— Begin Information supplied —

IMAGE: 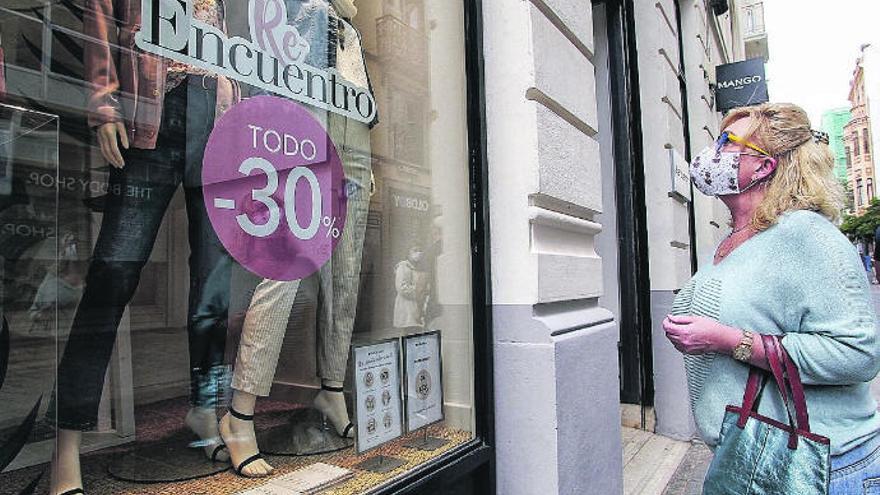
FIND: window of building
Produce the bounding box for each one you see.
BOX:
[0,0,480,494]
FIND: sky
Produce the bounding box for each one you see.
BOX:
[764,0,880,128]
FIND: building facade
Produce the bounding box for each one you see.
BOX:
[843,46,880,215]
[822,108,852,183]
[0,0,752,495]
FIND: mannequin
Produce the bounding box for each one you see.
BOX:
[394,246,428,329]
[50,0,238,495]
[220,0,372,477]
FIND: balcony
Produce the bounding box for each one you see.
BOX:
[742,1,770,62]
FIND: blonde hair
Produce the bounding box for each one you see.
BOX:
[721,103,843,231]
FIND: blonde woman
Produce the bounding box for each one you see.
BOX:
[663,104,880,494]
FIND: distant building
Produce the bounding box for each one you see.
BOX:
[843,45,880,215]
[822,107,851,181]
[741,0,770,62]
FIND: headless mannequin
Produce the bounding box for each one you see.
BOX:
[220,0,368,477]
[49,3,229,495]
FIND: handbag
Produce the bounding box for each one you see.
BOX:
[703,335,831,495]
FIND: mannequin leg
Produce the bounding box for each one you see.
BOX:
[49,430,82,495]
[181,76,234,461]
[314,115,371,437]
[220,390,275,478]
[220,279,299,478]
[49,125,180,494]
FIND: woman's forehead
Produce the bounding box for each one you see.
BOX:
[724,117,752,137]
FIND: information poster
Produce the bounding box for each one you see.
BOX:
[403,332,443,432]
[352,339,403,453]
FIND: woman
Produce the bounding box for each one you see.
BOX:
[663,104,880,494]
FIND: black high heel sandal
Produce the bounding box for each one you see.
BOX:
[321,383,354,438]
[223,407,263,478]
[211,442,226,462]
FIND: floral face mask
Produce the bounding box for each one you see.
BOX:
[690,132,776,196]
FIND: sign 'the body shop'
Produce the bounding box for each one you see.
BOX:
[135,0,376,123]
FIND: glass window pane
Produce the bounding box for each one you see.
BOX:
[0,0,476,494]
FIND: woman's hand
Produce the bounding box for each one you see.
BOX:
[663,315,742,354]
[97,122,128,168]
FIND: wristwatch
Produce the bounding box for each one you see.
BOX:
[733,330,753,363]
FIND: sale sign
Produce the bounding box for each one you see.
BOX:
[202,96,347,280]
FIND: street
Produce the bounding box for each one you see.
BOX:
[664,285,880,495]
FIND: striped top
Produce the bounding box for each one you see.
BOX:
[672,210,880,454]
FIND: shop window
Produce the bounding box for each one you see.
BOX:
[0,0,478,495]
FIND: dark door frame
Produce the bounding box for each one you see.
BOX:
[594,0,654,410]
[378,0,496,495]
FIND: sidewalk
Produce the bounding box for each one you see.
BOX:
[656,285,880,495]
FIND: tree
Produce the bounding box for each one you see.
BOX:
[840,198,880,239]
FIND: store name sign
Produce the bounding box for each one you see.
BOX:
[715,58,770,112]
[135,0,376,123]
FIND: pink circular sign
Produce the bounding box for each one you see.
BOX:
[202,96,347,280]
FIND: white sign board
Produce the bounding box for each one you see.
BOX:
[135,0,376,123]
[352,339,403,454]
[667,148,691,201]
[403,332,443,432]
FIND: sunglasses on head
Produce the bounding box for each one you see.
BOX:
[715,131,773,158]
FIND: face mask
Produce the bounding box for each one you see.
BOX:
[690,146,769,196]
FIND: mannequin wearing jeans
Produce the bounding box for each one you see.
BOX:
[50,0,237,495]
[220,0,372,477]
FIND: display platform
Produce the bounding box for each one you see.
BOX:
[0,400,473,495]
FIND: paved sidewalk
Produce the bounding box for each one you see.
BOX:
[664,285,880,495]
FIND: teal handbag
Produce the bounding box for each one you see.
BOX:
[703,335,831,495]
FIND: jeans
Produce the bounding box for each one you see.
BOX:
[828,435,880,495]
[232,110,371,397]
[55,76,232,430]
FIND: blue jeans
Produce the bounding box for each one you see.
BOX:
[50,76,232,430]
[828,435,880,495]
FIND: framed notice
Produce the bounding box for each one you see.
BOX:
[403,331,443,432]
[351,339,403,454]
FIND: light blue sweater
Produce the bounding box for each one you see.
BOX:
[672,210,880,454]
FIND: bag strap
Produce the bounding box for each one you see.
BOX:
[778,342,812,432]
[737,335,809,449]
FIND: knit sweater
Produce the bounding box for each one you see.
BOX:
[672,210,880,455]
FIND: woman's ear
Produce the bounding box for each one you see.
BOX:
[755,156,778,179]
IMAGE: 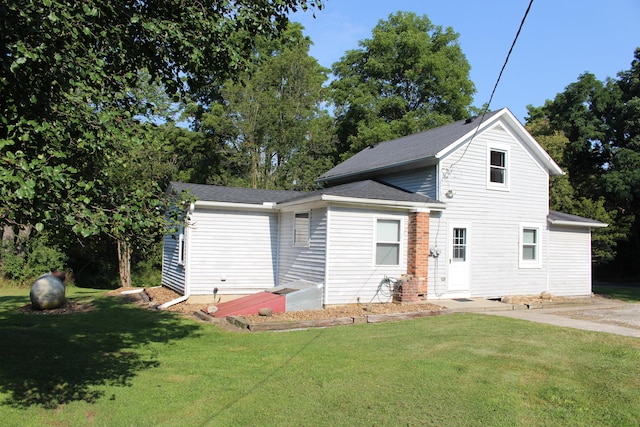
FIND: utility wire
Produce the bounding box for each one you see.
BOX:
[447,0,533,176]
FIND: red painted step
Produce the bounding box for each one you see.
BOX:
[213,291,286,317]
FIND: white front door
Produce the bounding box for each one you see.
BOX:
[447,224,471,292]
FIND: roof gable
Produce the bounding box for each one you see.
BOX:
[318,108,562,184]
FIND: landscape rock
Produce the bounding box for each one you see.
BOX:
[258,307,273,317]
[29,274,66,310]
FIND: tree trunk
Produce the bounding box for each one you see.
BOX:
[118,239,131,288]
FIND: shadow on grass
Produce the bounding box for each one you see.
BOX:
[593,283,640,302]
[0,296,199,408]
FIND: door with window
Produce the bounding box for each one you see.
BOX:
[447,224,470,292]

— End Information supplied —

→ **To be done**: Rewrite every line of the data from the line containing "FIND: balcony" up to and including the line containing "[49,125,180,494]". Leave all other text unchanged, but multiply each bounding-box coordinate by 0.35 and round it to a whole number, with halves rounded up.

→ **The completed task**:
FIND: balcony
Produce the bounding box for each one you see.
BOX:
[260,0,270,22]
FIND: blonde hair
Produce the bounding box for each one you see.
BOX:
[252,36,295,81]
FIND: blonde woman
Produce the bounding box for each one you see.
BOX:
[232,36,308,173]
FIND: distant building
Produce the bounding box for each one you see.
BOX:
[295,16,308,75]
[288,37,298,63]
[259,0,270,22]
FIND: headless mannequin
Produce the bounding box for each one you see.
BOX:
[77,0,129,167]
[17,1,80,173]
FIND: handbag
Produce the bounding box for each one you see.
BOX:
[246,117,291,173]
FIND: mannequin leg
Produce the bounding box for each one you see.
BOX:
[17,151,29,173]
[63,27,82,161]
[110,40,130,153]
[77,137,96,167]
[77,98,105,167]
[17,44,63,173]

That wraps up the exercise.